- [EXERCISE GOAL]: Within the lines below, find those that hold the string "cloud" and copy each one.
═════ INPUT FOR THIS TASK
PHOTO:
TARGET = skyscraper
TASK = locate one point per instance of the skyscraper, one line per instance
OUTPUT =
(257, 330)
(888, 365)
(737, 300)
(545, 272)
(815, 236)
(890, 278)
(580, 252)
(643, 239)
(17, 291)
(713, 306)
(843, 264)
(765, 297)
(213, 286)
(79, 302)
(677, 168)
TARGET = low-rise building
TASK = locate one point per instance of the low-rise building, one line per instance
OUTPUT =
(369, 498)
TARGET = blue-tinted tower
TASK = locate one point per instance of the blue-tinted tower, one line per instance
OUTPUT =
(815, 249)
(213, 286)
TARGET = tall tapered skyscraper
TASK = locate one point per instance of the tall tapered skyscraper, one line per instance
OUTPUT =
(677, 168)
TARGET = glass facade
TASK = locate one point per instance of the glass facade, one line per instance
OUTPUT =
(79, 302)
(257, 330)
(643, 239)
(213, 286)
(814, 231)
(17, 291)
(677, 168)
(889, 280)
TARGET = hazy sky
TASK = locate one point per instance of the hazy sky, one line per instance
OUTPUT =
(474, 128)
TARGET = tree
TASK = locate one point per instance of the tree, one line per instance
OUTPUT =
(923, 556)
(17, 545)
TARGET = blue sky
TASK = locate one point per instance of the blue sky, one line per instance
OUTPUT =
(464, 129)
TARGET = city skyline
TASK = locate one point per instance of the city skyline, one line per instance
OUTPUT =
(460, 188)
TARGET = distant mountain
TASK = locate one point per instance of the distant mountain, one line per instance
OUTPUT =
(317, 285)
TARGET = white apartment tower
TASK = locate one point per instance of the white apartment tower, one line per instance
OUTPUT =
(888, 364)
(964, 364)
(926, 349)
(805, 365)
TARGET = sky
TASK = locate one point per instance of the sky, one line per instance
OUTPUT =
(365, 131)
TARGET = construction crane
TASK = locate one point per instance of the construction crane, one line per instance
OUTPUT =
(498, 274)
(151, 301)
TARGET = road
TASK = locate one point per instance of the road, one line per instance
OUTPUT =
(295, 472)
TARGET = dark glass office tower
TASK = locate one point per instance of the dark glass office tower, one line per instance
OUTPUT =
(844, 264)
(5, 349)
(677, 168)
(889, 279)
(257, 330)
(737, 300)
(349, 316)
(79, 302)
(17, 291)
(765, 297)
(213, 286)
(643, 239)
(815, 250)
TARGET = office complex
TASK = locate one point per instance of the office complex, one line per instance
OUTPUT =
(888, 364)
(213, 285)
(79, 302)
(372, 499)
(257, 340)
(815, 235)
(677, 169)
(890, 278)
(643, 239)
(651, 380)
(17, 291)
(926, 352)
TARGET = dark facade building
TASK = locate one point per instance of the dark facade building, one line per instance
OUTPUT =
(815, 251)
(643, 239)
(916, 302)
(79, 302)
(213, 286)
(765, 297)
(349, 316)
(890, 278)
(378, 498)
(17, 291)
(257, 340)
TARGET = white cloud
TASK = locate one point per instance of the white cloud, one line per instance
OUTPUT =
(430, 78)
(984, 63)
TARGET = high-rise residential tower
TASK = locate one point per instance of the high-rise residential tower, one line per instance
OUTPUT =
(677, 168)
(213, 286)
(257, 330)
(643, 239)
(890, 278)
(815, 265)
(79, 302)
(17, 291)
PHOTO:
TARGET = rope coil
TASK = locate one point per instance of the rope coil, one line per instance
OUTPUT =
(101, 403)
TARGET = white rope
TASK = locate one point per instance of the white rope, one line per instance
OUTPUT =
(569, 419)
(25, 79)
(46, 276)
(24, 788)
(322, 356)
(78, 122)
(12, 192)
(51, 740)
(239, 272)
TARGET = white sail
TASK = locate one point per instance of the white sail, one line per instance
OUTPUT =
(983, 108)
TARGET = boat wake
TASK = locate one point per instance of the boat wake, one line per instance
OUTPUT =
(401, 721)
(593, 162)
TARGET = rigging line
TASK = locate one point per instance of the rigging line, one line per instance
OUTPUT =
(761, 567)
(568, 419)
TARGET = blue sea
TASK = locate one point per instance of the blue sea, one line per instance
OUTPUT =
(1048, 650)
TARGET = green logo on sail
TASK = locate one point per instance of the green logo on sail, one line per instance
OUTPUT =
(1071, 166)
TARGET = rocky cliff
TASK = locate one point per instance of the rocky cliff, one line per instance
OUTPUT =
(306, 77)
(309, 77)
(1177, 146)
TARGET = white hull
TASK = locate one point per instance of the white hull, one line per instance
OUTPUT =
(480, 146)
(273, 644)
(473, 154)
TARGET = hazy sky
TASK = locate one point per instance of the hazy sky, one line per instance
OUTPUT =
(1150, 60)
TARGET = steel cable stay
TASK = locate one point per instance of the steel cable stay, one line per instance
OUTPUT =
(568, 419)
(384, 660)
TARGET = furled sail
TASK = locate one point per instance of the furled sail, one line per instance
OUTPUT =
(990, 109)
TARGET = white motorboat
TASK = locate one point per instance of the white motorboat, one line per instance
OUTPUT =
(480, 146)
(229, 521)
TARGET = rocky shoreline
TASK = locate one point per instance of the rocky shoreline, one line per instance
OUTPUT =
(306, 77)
══════════
- [ANSWER BELOW]:
TARGET = white cloud
TASK = locate one point per instance of the white cloud, one line per instance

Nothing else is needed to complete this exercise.